Consigne 1 ->
Présentez sous forme de liste numérotée les lignes des entrées, de celle qui contient « Where can the night » jusqu'à la fin des entrées incluse, en omettant les lignes vides.

::: Extrait du texte

Entre l'économie administrée et l'économie de la créativité, il faut choisir, et vous avez choisi, monsieur le ministre. En économie aussi, il est possible d'être de gauche et novateur ; je crois l'avoir montré avec mes vingt propositions pour moderniser la fonction publique. Pour être novateur, il faut dresser un état des lieux, un état des blocages et des thromboses qui conduisent notre économie à l'embolie. Jacques Attali, avec son intelligence rayonnante, a répondu en son temps à la demande d'un ancien Président de la République ; ses propositions ne furent que peu suivies d'effet, et la société continua de démontrer son incapacité à se réformer.
Il est vrai que la tâche est difficile, car la France a oublié son souffle révolutionnaire pour assurer la pérennité des charges et des offices, un peu comme la France de l'Ancien Régime. Or des trésors de créativité ne demandent qu'à émerger. Il suffit de se rappeler que « small is beautiful ». On ne peut qu'être séduit par la créativité des start-up et des auto-entreprises. Chaque fois qu'un entrepreneur est un créateur, il faut l'aider, tant son pari peut paraître fou et risqué. Cet entrepreneur peut appartenir au secteur privé ou, et ce serait une nouveauté, à la fonction publique.
L'économie du risque est à l'opposé de l'économie administrée. Votre mérite, monsieur le ministre, sera d'avoir déclaré la guerre au système qui s'appuie sur les corporatismes, sur la complexité, sur la complication. Votre mérite sera d'avoir compris que le travail peut être épanouissant, que la valeur travail est de gauche. En son temps, M. Sarkozy a commis un hold-up en soutenant qu'il fallait travailler plus pour gagner plus, misant sur le souhait du travailleur de gagner plus pour améliorer son pouvoir d'achat. Il est temps de se rappeler qu'il vaut mieux travailler que ne pas travailler, que le travail est épanouissant, équilibrant, et pas simplement une source de pénibilité comme on veut nous le faire croire. Cette loi est portée par la gauche, par le radicalisme, car c'est une loi d'équilibre, une loi qui libère, qui n'interdit rien. J'espère que vos amis ne tailleront pas en pièces un texte de transparence et de simplification.

::::::
::: Lignes de données

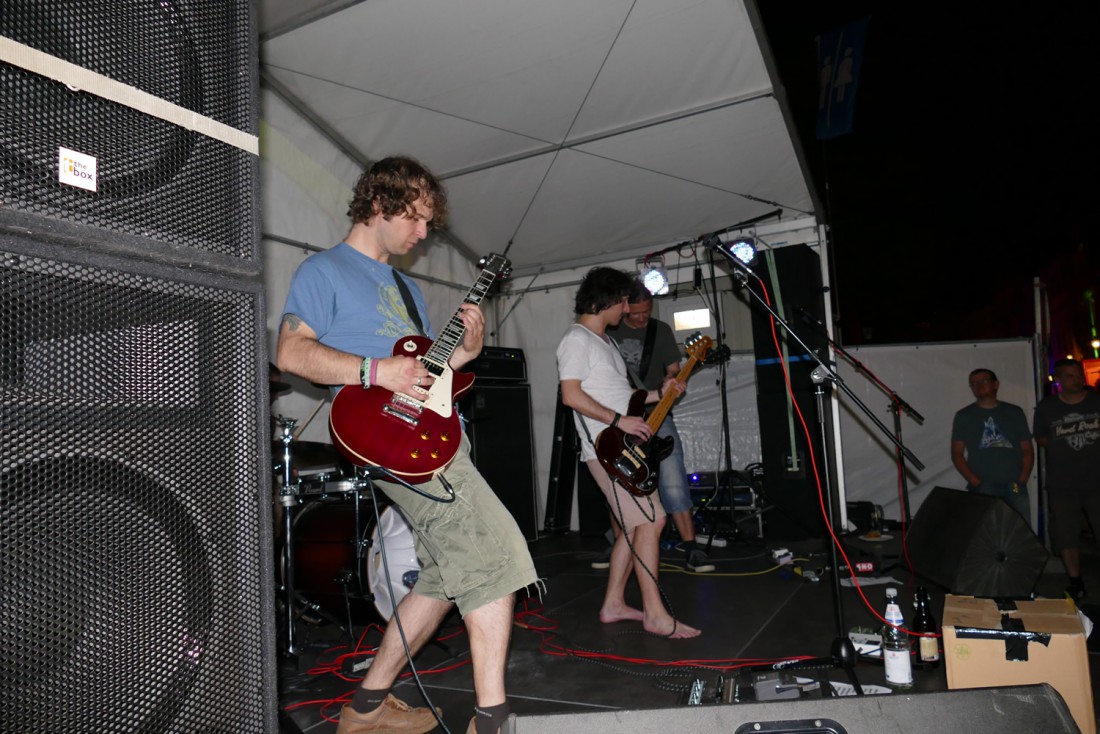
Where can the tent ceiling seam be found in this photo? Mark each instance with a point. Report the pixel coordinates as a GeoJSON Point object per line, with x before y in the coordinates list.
{"type": "Point", "coordinates": [576, 114]}
{"type": "Point", "coordinates": [307, 18]}
{"type": "Point", "coordinates": [607, 134]}
{"type": "Point", "coordinates": [345, 146]}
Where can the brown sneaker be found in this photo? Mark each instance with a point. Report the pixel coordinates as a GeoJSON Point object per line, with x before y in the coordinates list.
{"type": "Point", "coordinates": [472, 729]}
{"type": "Point", "coordinates": [392, 716]}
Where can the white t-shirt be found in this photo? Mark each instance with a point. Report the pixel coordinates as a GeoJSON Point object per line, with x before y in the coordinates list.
{"type": "Point", "coordinates": [598, 365]}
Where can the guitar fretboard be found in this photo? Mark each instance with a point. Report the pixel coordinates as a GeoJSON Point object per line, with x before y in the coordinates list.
{"type": "Point", "coordinates": [441, 350]}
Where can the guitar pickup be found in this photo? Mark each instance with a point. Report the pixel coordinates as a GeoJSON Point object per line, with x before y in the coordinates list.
{"type": "Point", "coordinates": [404, 408]}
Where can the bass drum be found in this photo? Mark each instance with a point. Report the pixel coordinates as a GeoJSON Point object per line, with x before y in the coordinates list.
{"type": "Point", "coordinates": [393, 536]}
{"type": "Point", "coordinates": [338, 561]}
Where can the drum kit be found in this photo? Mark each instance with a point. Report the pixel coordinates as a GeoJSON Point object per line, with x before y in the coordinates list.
{"type": "Point", "coordinates": [338, 561]}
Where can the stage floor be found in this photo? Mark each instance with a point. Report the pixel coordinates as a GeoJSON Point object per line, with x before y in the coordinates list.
{"type": "Point", "coordinates": [562, 659]}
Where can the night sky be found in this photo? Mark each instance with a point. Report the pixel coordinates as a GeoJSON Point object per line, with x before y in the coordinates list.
{"type": "Point", "coordinates": [971, 168]}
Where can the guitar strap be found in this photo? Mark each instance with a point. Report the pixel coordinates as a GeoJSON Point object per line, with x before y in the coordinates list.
{"type": "Point", "coordinates": [647, 349]}
{"type": "Point", "coordinates": [409, 304]}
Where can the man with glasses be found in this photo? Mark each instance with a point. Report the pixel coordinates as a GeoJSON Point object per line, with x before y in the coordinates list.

::::::

Consigne 2 ->
Répondez aux questions suivantes à partir de l'extrait :
(a) Combien de propositions l'orateur dit-il avoir formulées pour moderniser la fonction publique ?
(b) Quelle formule anglaise l'extrait invite-t-il à se rappeler ?
(c) Par quel terme l'extrait qualifie-t-il ce qu'a commis M. Sarkozy en son temps ?

Réponse complète 1 ->
1. Where can the night sky be found in this photo? Mark each instance with a point. Report the pixel coordinates as a GeoJSON Point object per line, with x before y in the coordinates list.
2. {"type": "Point", "coordinates": [971, 168]}
3. Where can the guitar strap be found in this photo? Mark each instance with a point. Report the pixel coordinates as a GeoJSON Point object per line, with x before y in the coordinates list.
4. {"type": "Point", "coordinates": [647, 349]}
5. {"type": "Point", "coordinates": [409, 304]}
6. Where can the man with glasses be found in this photo? Mark each instance with a point. Report the pixel coordinates as a GeoJSON Point object per line, with x before y in the coordinates list.

Réponse complète 2 ->
(a) Vingt propositions.
(b) « small is beautiful ».
(c) Un hold-up.